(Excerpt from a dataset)
+ + + + +

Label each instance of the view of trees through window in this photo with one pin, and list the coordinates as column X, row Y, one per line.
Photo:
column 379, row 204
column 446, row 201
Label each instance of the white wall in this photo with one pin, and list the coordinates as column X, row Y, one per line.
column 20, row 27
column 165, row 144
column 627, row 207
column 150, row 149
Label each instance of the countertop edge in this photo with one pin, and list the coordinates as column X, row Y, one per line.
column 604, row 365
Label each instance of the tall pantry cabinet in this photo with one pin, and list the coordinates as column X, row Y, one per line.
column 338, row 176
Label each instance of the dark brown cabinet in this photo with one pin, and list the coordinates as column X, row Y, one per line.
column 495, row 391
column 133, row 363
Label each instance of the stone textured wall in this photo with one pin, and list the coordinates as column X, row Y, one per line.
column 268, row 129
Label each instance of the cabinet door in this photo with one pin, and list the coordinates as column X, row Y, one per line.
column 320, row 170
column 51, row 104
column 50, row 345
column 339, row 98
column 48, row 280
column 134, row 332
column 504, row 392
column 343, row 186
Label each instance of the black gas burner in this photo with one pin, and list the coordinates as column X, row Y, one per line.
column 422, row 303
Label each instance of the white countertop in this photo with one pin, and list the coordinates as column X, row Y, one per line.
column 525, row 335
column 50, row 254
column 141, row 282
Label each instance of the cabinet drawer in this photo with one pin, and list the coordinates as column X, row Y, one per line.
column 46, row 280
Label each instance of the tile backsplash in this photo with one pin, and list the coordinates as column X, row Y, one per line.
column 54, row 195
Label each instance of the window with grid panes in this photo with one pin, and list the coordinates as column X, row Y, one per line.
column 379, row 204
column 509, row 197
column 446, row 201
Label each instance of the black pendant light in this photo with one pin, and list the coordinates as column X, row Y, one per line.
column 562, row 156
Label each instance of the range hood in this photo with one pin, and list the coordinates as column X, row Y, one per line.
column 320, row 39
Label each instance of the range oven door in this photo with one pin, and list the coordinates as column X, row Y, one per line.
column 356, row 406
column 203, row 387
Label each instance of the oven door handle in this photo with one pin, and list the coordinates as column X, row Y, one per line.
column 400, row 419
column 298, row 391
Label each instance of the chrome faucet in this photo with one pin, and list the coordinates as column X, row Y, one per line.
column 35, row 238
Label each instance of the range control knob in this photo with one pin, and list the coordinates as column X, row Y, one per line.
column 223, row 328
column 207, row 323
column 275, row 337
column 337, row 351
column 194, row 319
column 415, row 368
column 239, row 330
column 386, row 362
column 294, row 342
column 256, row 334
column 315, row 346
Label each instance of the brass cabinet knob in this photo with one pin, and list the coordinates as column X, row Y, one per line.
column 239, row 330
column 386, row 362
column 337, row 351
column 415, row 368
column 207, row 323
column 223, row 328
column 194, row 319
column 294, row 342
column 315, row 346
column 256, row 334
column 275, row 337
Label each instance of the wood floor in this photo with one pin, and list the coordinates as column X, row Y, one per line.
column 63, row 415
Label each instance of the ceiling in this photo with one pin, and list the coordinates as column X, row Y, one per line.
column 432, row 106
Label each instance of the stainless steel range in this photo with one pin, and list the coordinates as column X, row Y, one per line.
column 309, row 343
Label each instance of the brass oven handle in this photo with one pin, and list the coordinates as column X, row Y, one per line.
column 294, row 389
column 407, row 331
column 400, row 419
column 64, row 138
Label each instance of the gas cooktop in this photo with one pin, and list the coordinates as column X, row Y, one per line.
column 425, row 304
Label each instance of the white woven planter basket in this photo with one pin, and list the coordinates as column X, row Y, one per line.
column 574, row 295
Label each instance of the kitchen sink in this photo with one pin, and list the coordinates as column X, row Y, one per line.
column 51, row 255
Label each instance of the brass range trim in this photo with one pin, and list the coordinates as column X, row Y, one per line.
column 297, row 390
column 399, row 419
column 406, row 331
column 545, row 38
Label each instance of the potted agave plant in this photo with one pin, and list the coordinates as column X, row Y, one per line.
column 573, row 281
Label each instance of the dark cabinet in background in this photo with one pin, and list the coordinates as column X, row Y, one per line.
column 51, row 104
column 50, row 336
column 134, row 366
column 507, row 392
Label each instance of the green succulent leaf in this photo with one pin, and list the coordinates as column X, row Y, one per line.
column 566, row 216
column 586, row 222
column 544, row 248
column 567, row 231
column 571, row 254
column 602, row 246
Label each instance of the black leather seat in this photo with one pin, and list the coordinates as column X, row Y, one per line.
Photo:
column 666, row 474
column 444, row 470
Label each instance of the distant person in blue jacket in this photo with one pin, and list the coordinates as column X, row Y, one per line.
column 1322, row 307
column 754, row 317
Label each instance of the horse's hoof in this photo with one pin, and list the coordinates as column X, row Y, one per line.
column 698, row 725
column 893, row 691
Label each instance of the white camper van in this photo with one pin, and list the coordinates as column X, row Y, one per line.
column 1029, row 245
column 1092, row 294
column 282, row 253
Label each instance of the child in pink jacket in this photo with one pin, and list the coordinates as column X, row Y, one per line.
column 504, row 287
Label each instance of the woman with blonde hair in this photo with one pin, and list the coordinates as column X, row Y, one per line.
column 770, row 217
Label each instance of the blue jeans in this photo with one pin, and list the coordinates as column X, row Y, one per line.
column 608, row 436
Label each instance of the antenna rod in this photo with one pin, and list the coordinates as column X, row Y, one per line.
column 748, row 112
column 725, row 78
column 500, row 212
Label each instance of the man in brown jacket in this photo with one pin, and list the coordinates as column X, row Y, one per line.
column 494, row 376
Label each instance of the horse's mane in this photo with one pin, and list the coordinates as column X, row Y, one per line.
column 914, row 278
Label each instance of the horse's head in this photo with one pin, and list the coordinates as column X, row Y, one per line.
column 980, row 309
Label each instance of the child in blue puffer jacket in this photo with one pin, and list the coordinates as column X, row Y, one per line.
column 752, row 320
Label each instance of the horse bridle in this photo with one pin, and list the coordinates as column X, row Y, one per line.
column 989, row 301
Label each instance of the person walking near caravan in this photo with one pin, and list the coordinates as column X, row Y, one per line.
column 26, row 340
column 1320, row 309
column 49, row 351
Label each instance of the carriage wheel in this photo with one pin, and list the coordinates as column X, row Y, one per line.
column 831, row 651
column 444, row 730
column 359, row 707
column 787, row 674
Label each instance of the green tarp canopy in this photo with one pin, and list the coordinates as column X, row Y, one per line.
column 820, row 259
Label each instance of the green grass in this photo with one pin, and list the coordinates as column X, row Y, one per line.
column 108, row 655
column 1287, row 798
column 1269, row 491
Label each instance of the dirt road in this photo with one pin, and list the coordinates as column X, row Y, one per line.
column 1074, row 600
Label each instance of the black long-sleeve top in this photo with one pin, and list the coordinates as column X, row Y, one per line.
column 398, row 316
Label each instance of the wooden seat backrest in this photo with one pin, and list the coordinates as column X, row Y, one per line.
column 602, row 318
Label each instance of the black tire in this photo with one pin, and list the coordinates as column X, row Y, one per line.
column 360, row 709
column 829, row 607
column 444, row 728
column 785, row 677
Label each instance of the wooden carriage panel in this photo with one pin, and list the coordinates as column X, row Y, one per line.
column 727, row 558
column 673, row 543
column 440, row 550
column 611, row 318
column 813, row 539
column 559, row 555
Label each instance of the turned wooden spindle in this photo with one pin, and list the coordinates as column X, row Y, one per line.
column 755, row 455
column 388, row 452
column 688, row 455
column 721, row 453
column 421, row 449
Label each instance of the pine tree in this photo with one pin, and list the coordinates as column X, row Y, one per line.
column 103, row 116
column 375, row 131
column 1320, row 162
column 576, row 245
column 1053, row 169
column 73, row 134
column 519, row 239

+ + + + +

**AIM OF THE EXERCISE:**
Copy the lines of the items above, everything from the line containing "Label each instance of the child in pink" down to the line containing "column 1074, row 600", with both of those lines included.

**OUTPUT:**
Label each instance of the child in pink jacket in this photo with one pin, and list the coordinates as column X, row Y, one per line.
column 504, row 287
Label each instance of the woman with blonde hair in this photo with one pin, and list the coordinates as column X, row Y, one per line.
column 770, row 217
Label each instance of the blue jeans in this photo with one pin, and list the coordinates as column X, row Y, one per line.
column 608, row 436
Label each instance of the antenna rod in this photo with one pin, and list the coordinates as column X, row Y, one per line.
column 748, row 112
column 725, row 78
column 500, row 212
Label each instance of the man in brown jacket in this photo with one pin, and list the coordinates as column X, row Y, one per line.
column 494, row 376
Label each instance of the horse's mane in this photo with one pin, and list the coordinates as column X, row Y, one per line.
column 914, row 278
Label each instance of the horse's head in this photo with one pin, and list the coordinates as column X, row Y, one per line.
column 980, row 309
Label each instance of the child in blue puffer jacket in this photo with one pin, and list the coordinates as column X, row Y, one per line.
column 752, row 320
Label each instance of the horse bridle in this photo with one pin, and list the coordinates as column X, row Y, one per line.
column 989, row 301
Label each instance of the person walking near caravan in this photo with one pin, and list the coordinates as column X, row Y, one per line.
column 26, row 340
column 1320, row 309
column 49, row 351
Label each instance of the carriage wheel in this photo with one pin, and list the coordinates as column X, row Y, one per line.
column 831, row 651
column 444, row 730
column 359, row 707
column 787, row 674
Label each instance of the green tarp canopy in this photo with one pin, and list the coordinates as column X, row Y, one per line.
column 820, row 259
Label each instance of the green grass in this photo with one pin, and list the coordinates as column X, row Y, one per line.
column 108, row 655
column 1287, row 798
column 1269, row 491
Label each instance of the dirt road in this photo with one pin, and list the coordinates as column X, row Y, one per line.
column 1074, row 600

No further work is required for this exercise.